What the exercise asks: Please count the lines in the entries below that contain the word "debris", matching case exactly, and give only the number.

Material for this exercise:
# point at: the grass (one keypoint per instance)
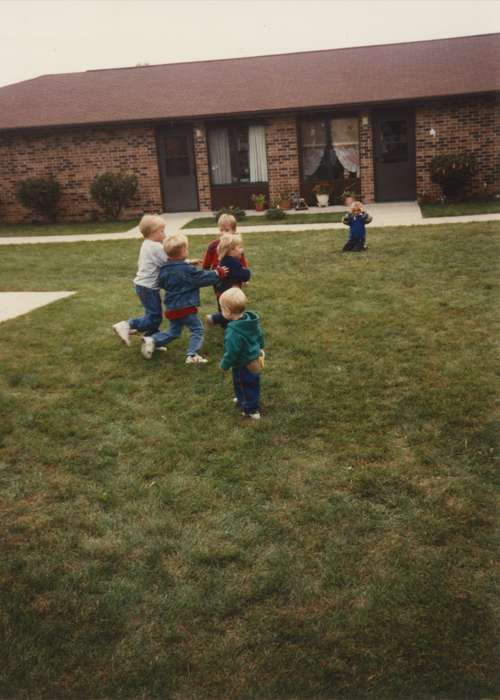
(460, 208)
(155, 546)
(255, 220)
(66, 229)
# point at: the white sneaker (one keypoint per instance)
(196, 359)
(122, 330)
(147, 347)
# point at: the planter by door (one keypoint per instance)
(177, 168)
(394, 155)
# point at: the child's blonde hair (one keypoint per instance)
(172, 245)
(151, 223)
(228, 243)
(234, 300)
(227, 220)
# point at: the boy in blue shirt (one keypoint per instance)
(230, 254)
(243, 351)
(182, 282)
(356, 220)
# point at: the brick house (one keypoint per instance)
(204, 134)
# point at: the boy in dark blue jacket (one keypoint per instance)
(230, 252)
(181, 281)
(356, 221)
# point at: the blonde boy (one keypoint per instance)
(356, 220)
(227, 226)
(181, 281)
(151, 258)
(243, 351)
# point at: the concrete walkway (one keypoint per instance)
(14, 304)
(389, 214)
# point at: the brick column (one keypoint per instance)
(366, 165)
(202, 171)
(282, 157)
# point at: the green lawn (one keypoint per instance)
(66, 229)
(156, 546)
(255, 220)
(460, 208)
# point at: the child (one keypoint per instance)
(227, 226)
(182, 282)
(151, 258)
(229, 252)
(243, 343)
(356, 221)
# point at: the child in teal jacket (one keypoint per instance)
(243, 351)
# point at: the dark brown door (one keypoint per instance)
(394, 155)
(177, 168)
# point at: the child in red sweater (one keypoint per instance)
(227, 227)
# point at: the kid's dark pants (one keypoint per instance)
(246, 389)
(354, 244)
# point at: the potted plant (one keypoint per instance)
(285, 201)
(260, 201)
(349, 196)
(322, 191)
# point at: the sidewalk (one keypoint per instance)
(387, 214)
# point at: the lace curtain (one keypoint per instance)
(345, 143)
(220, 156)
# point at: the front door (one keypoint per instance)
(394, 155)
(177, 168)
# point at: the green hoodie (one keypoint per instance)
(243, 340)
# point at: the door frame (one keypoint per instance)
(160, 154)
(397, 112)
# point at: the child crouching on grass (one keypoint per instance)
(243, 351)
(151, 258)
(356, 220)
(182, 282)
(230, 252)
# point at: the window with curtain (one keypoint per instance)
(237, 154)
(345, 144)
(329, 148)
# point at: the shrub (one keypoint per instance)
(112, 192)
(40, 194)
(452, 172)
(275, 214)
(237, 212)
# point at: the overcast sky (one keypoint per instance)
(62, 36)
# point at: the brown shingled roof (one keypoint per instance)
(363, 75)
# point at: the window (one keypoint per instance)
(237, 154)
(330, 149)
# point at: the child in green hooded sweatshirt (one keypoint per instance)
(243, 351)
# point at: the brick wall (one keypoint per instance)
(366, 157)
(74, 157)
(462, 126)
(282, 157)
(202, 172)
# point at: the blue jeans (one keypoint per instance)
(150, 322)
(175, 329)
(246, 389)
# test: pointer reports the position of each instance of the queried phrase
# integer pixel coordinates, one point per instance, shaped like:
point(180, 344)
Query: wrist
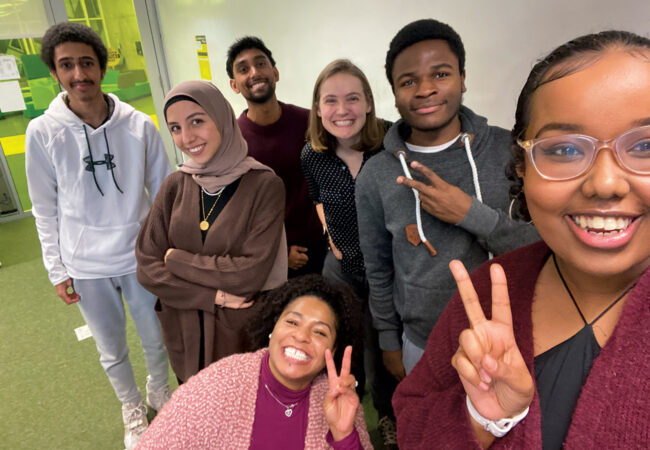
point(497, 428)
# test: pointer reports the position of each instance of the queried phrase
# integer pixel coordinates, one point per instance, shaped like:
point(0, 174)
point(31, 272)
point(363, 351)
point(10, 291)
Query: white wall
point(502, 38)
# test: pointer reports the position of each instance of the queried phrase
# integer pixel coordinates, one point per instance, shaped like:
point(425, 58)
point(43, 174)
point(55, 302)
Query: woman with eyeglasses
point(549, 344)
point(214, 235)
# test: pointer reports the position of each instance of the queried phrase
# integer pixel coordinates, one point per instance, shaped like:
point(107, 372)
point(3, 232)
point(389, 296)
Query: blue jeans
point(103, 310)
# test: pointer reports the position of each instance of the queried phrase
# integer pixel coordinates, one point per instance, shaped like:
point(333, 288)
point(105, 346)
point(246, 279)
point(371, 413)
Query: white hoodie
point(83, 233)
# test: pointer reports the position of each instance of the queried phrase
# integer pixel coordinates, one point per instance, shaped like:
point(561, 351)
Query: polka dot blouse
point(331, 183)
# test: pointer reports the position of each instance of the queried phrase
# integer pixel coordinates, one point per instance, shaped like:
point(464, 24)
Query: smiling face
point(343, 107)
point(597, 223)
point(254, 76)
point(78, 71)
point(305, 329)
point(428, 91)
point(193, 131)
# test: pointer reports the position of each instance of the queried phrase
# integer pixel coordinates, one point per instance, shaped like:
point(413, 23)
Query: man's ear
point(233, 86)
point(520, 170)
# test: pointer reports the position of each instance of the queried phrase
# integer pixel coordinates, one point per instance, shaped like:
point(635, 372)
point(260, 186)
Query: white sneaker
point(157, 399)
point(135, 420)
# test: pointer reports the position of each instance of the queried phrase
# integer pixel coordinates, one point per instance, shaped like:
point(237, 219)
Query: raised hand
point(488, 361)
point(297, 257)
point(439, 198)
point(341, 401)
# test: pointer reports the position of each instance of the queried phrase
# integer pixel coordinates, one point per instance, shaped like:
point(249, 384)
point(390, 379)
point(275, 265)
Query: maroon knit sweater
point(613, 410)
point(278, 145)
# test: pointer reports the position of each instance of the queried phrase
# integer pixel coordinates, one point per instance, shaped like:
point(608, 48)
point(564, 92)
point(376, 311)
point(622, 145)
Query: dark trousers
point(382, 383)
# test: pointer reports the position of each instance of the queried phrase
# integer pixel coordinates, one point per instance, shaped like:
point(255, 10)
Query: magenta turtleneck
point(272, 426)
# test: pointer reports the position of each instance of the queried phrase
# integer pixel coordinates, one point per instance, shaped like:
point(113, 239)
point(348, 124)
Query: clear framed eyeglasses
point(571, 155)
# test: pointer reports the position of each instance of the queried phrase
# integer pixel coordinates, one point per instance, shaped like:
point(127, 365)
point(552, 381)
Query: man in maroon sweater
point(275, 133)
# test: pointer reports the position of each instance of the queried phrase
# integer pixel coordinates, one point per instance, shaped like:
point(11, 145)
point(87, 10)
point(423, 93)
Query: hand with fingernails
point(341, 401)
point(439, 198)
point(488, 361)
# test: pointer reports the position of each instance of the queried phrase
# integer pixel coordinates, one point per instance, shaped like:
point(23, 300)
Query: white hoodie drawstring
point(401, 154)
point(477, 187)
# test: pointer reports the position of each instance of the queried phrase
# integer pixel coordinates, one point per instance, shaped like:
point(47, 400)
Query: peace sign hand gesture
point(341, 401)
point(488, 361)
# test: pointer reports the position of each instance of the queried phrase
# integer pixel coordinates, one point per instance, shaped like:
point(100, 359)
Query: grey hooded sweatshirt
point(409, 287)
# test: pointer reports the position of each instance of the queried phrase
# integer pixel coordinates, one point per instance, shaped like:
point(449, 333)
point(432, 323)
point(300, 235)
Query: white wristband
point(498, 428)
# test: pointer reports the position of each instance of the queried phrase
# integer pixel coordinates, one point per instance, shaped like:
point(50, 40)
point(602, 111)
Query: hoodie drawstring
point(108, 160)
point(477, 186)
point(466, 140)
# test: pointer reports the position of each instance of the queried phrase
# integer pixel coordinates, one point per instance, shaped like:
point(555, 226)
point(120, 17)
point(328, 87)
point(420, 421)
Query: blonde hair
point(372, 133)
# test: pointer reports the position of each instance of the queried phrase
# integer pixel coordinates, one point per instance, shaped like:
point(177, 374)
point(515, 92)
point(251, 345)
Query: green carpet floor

---

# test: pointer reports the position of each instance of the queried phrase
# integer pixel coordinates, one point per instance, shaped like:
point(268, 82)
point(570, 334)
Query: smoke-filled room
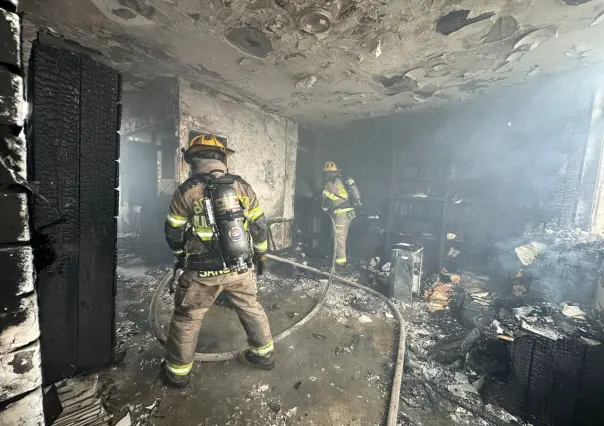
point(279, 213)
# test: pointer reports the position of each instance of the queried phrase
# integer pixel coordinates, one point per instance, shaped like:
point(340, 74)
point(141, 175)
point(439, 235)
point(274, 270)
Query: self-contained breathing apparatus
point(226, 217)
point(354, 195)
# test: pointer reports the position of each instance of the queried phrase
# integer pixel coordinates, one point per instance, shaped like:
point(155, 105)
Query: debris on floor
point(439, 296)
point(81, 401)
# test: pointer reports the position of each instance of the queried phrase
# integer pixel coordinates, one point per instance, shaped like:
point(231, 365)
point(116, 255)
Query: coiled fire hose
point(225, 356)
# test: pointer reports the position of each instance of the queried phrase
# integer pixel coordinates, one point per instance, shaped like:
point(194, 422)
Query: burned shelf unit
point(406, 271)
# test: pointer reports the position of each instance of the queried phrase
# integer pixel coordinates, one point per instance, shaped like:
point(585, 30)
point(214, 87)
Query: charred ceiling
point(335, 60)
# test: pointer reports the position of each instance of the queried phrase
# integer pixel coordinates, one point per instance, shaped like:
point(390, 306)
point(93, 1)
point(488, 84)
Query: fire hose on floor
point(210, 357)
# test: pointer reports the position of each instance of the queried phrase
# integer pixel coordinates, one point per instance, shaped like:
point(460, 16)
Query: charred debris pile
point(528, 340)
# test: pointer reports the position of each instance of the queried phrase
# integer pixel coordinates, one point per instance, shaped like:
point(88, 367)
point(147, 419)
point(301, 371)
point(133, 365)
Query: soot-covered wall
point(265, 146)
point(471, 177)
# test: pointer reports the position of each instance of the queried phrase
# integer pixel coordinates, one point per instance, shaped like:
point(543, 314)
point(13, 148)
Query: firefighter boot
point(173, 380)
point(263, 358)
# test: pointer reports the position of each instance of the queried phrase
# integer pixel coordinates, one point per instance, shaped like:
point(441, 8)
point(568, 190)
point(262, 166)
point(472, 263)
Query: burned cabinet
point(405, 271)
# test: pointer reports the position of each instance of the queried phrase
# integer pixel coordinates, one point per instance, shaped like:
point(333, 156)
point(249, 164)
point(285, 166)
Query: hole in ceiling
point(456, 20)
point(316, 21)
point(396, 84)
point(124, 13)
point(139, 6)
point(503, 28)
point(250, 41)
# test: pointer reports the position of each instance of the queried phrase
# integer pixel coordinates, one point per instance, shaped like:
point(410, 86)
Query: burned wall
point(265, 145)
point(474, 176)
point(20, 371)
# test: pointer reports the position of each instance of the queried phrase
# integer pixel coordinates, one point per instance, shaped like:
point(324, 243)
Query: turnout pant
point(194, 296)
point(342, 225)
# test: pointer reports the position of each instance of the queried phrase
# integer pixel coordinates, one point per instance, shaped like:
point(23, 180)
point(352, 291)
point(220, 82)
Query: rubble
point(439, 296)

* * *

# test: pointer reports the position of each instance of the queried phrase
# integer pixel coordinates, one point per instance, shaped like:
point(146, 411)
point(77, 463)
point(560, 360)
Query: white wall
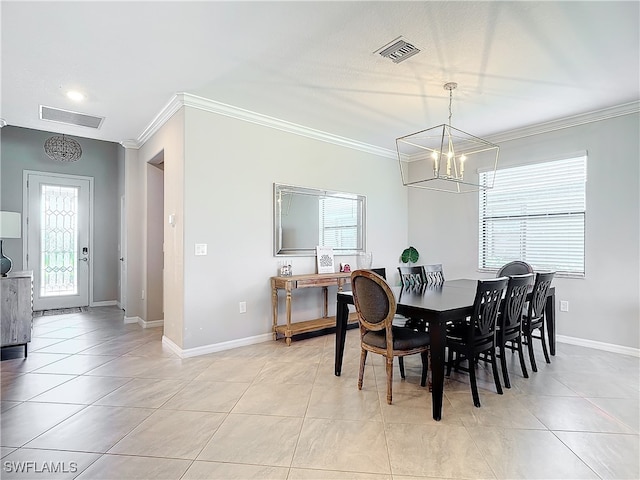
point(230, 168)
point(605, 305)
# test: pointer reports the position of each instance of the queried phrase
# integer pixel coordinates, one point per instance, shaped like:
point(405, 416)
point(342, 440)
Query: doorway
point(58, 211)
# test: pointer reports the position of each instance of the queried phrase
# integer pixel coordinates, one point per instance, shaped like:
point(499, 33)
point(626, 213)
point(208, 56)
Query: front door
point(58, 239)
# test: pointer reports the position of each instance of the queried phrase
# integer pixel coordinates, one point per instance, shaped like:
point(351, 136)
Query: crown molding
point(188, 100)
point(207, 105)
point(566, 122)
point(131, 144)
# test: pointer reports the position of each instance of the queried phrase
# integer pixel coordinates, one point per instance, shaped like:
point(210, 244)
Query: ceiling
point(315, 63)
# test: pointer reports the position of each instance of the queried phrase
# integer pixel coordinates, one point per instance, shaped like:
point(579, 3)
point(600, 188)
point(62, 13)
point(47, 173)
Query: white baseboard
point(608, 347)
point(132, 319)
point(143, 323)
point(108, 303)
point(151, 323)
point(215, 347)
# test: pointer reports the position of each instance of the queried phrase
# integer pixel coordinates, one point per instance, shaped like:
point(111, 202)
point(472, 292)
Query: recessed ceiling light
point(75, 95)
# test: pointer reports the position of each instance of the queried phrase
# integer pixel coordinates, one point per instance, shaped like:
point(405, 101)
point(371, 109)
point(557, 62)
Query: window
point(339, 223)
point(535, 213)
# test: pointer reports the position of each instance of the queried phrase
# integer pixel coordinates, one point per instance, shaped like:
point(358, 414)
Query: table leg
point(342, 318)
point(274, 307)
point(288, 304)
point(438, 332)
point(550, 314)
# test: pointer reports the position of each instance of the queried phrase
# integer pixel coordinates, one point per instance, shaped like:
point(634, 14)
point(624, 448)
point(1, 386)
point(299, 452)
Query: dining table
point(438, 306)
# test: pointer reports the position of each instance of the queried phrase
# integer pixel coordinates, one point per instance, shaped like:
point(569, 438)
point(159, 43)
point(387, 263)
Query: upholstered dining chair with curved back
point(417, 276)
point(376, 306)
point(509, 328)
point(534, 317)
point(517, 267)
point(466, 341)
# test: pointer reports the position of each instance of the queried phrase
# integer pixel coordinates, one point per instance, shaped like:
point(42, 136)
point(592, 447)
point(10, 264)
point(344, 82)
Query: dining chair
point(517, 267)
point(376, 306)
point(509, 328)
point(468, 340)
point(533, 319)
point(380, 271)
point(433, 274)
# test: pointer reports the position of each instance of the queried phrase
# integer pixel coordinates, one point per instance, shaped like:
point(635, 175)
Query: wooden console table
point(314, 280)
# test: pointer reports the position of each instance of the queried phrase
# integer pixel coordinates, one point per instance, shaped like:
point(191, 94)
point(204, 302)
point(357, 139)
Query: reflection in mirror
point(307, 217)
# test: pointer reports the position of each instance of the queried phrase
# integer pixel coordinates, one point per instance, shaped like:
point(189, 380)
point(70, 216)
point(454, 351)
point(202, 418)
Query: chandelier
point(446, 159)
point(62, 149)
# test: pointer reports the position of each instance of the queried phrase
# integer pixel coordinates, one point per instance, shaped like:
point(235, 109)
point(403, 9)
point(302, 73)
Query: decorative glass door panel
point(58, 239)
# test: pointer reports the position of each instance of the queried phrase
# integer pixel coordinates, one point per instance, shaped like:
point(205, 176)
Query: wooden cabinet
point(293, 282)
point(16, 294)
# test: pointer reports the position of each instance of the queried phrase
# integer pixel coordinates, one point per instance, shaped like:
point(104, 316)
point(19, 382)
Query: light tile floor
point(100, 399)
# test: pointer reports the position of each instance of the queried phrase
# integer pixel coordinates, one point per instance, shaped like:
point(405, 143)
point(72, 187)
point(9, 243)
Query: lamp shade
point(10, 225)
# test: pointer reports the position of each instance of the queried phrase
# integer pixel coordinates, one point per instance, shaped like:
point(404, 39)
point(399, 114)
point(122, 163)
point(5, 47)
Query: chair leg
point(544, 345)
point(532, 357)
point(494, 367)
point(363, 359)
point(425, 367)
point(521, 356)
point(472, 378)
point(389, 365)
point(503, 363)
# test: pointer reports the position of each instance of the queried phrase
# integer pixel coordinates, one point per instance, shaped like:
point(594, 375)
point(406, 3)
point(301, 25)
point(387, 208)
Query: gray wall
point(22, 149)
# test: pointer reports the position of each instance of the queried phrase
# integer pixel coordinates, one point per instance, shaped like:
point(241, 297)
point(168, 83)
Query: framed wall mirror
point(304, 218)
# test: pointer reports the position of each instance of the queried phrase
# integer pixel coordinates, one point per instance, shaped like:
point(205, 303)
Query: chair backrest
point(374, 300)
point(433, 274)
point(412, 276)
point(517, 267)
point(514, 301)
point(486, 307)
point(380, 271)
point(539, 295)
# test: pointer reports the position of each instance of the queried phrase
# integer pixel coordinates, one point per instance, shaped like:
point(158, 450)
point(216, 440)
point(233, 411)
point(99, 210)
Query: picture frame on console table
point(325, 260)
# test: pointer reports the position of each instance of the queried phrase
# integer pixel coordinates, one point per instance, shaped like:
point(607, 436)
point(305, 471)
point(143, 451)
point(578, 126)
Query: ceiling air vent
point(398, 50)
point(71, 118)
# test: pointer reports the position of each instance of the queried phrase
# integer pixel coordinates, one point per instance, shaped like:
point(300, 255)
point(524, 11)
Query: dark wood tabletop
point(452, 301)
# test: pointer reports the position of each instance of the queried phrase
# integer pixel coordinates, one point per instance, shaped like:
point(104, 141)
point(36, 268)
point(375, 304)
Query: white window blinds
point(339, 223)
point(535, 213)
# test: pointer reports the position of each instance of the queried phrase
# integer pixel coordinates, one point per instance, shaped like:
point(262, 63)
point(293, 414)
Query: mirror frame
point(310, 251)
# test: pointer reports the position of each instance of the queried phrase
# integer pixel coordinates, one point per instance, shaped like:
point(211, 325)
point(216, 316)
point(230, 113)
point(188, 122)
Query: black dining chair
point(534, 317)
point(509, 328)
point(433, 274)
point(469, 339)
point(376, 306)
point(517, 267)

Solution for this task: 2